Segment Start: INPUT DATA
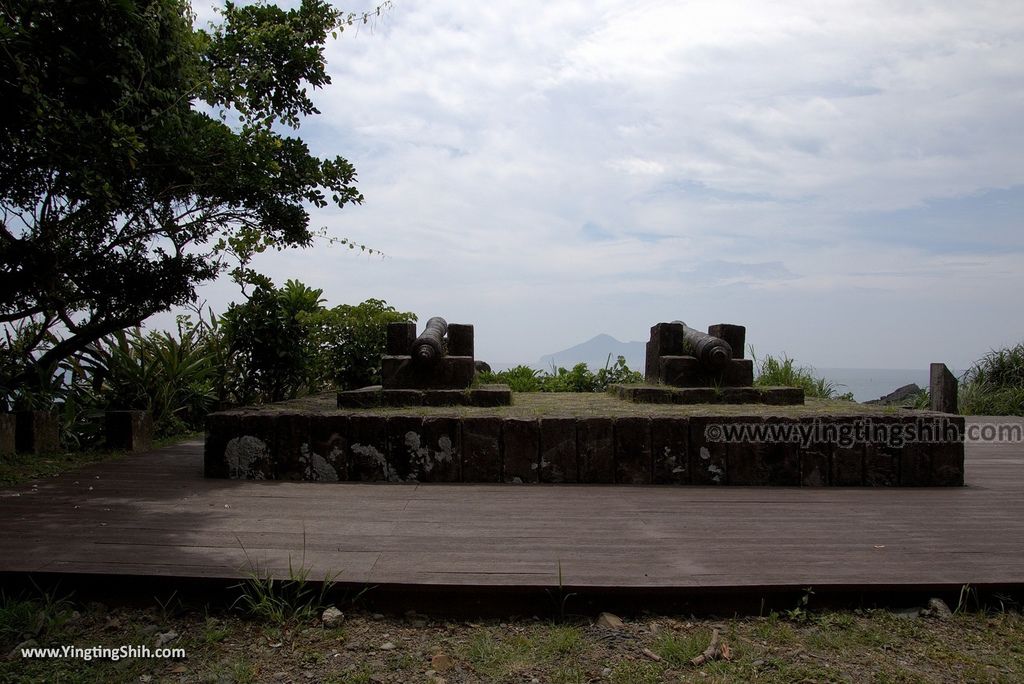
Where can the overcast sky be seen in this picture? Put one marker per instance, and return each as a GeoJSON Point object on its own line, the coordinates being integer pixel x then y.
{"type": "Point", "coordinates": [845, 179]}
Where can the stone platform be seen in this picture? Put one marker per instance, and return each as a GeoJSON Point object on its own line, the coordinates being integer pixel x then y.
{"type": "Point", "coordinates": [590, 438]}
{"type": "Point", "coordinates": [376, 396]}
{"type": "Point", "coordinates": [667, 394]}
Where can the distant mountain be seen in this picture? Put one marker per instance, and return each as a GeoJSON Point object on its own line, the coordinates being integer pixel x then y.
{"type": "Point", "coordinates": [595, 352]}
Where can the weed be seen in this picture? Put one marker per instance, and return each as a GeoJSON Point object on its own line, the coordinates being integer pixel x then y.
{"type": "Point", "coordinates": [32, 617]}
{"type": "Point", "coordinates": [280, 601]}
{"type": "Point", "coordinates": [559, 596]}
{"type": "Point", "coordinates": [784, 373]}
{"type": "Point", "coordinates": [994, 385]}
{"type": "Point", "coordinates": [800, 613]}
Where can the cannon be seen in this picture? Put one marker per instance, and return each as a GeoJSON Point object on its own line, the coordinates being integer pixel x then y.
{"type": "Point", "coordinates": [712, 351]}
{"type": "Point", "coordinates": [428, 348]}
{"type": "Point", "coordinates": [682, 356]}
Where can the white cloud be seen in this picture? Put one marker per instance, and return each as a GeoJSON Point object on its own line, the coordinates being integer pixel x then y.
{"type": "Point", "coordinates": [487, 135]}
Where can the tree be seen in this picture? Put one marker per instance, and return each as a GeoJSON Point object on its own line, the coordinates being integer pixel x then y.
{"type": "Point", "coordinates": [137, 151]}
{"type": "Point", "coordinates": [270, 342]}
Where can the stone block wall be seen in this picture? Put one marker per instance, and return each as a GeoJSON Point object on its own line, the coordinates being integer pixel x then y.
{"type": "Point", "coordinates": [897, 451]}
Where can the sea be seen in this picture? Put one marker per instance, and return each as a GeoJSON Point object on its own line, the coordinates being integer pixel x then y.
{"type": "Point", "coordinates": [872, 383]}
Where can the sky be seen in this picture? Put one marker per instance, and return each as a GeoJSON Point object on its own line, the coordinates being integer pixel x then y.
{"type": "Point", "coordinates": [844, 178]}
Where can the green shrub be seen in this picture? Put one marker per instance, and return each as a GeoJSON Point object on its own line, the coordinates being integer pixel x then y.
{"type": "Point", "coordinates": [994, 385]}
{"type": "Point", "coordinates": [352, 339]}
{"type": "Point", "coordinates": [578, 379]}
{"type": "Point", "coordinates": [784, 373]}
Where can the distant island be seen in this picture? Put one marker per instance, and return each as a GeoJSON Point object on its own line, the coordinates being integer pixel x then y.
{"type": "Point", "coordinates": [864, 383]}
{"type": "Point", "coordinates": [595, 352]}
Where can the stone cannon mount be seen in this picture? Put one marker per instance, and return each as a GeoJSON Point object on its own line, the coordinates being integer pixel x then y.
{"type": "Point", "coordinates": [685, 366]}
{"type": "Point", "coordinates": [435, 369]}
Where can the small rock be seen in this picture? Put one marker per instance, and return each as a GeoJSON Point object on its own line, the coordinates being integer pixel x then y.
{"type": "Point", "coordinates": [441, 663]}
{"type": "Point", "coordinates": [165, 638]}
{"type": "Point", "coordinates": [332, 617]}
{"type": "Point", "coordinates": [938, 608]}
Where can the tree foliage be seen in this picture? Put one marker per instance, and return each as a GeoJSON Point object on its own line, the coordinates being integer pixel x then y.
{"type": "Point", "coordinates": [137, 151]}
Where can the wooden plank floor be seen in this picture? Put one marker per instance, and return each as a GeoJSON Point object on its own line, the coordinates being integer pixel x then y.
{"type": "Point", "coordinates": [154, 514]}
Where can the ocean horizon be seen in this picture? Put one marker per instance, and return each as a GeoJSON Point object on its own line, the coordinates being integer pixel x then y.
{"type": "Point", "coordinates": [865, 384]}
{"type": "Point", "coordinates": [869, 384]}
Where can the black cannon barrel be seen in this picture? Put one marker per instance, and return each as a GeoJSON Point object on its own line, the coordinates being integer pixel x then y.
{"type": "Point", "coordinates": [714, 352]}
{"type": "Point", "coordinates": [429, 346]}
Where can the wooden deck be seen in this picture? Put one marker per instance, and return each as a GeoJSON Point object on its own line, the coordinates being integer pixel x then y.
{"type": "Point", "coordinates": [154, 514]}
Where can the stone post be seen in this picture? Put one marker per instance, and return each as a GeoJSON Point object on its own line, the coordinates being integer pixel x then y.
{"type": "Point", "coordinates": [943, 387]}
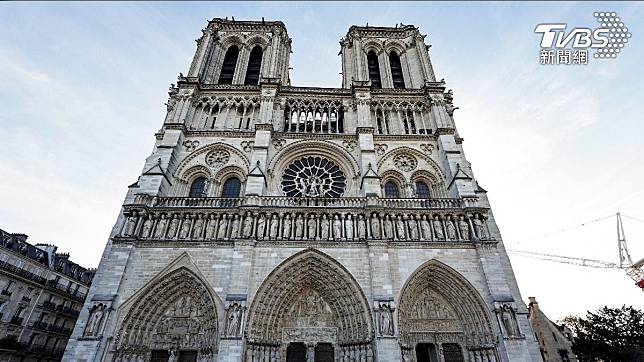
Segment End: INPUT DATA
— WHAT TO DO —
Copy each line above exactly. Images do not belong in the copy.

— WRITTEN ANSWER —
Where can the overcast sky be seen in this picture? Put one marker per instance, and return each as a GeoJSON Point object on its own line, the coordinates being integer pixel x then y.
{"type": "Point", "coordinates": [845, 179]}
Where can the stone platform be seen in this picture? Put one marker per instance, and return each as a GeoJSON Point object on its own line, the coordinates being integer pixel x then y.
{"type": "Point", "coordinates": [590, 438]}
{"type": "Point", "coordinates": [376, 396]}
{"type": "Point", "coordinates": [667, 394]}
Where can the distant mountain be seen in this picture? Put one marker per instance, and return each as a GeoJSON Point object on its own line, the coordinates being integer pixel x then y.
{"type": "Point", "coordinates": [595, 352]}
Where can the weed be seen in this picture? Put one marker per instance, and return each as a GeoJSON Point object on its own line, the coordinates being integer pixel x then y.
{"type": "Point", "coordinates": [32, 617]}
{"type": "Point", "coordinates": [280, 601]}
{"type": "Point", "coordinates": [559, 596]}
{"type": "Point", "coordinates": [784, 373]}
{"type": "Point", "coordinates": [994, 385]}
{"type": "Point", "coordinates": [800, 613]}
Where can the cannon be seen in this picture? Put one marker per instance, and return each as a GeoJSON Point object on its own line, the coordinates being integer pixel x then y.
{"type": "Point", "coordinates": [712, 351]}
{"type": "Point", "coordinates": [428, 348]}
{"type": "Point", "coordinates": [682, 356]}
Where can the white cloud be seen in this picture? Put one marker per instance, and return each as a GeoJSON Point object on its own line, the coordinates being integer pixel x then y.
{"type": "Point", "coordinates": [487, 135]}
Where can the tree be seen in this picture? Put one marker per instance, and return each as a GeoJSON Point object on its own line, the coordinates being integer pixel x then y.
{"type": "Point", "coordinates": [137, 151]}
{"type": "Point", "coordinates": [270, 342]}
Where can the stone block wall be seen in this picture? Put one marker per instance, and return each as a GeoJSON Point object on its own line, the coordinates being integer pixel x then y.
{"type": "Point", "coordinates": [897, 451]}
Where can the sea be seen in this picture? Put one marker per instance, and return each as a GeoJSON Point object on its own line, the coordinates being integer pixel x then y.
{"type": "Point", "coordinates": [872, 383]}
Where can the sky be seen in this picture? Put one marker per instance, and return each as a GeoJSON Point object on its own line, the coordinates being integer pixel x then y.
{"type": "Point", "coordinates": [844, 178]}
Where can the green shrub be seen in this picture? Put one marker per instance, and return each as a GeoJSON Point object on its own line, the coordinates being integer pixel x then y.
{"type": "Point", "coordinates": [994, 385]}
{"type": "Point", "coordinates": [352, 339]}
{"type": "Point", "coordinates": [578, 379]}
{"type": "Point", "coordinates": [784, 373]}
Where can the distant island be seen in this picture? Put one marker per instance, and return each as a GeoJSON Point object on its own line, the coordinates being integer pixel x then y.
{"type": "Point", "coordinates": [864, 383]}
{"type": "Point", "coordinates": [595, 352]}
Where can the stone cannon mount be seen in this picture? Put one marker per instance, and return each as a GeoJSON Point object on its own line, the coordinates being integer pixel x then y.
{"type": "Point", "coordinates": [685, 366]}
{"type": "Point", "coordinates": [435, 369]}
Where can the small rock be seen in this picture? Put one marker per instance, and return each as a GeoJSON Point object on its own line, the coordinates being integer pixel x then y.
{"type": "Point", "coordinates": [441, 663]}
{"type": "Point", "coordinates": [165, 638]}
{"type": "Point", "coordinates": [332, 617]}
{"type": "Point", "coordinates": [938, 608]}
Where can the tree foliage be seen in this picture? Put one marker per instance, and return each as a GeoJSON Point object on its own line, the coordinates being integer pixel x then y.
{"type": "Point", "coordinates": [137, 151]}
Where can the wooden plank floor be seen in this picture? Put one marker per instance, and return each as a GeoJSON Point object on its own line, the coordinates being integer pixel x then y.
{"type": "Point", "coordinates": [154, 514]}
Where can the ocean horizon be seen in this picture? Put one marker per instance, and return each as a GeoJSON Point object on its own line, the coordinates being integer pixel x then y.
{"type": "Point", "coordinates": [865, 384]}
{"type": "Point", "coordinates": [869, 384]}
Where can the black cannon barrel be seen in this picture? Put one marker per instance, and return each as a GeoJSON Point object on its own line, the coordinates being integer pixel x then y.
{"type": "Point", "coordinates": [714, 352]}
{"type": "Point", "coordinates": [429, 346]}
Where can the wooden deck be seen in this picture? Put one marker per instance, and return each as a GeoJSON Point object on its own line, the coordinates being integer pixel x then y.
{"type": "Point", "coordinates": [154, 514]}
Where can the stone post be seen in this picture? Put one marker per instance, and return each as a GeoJSON Point object on its own line, the coordinates being integer pixel x then y.
{"type": "Point", "coordinates": [943, 387]}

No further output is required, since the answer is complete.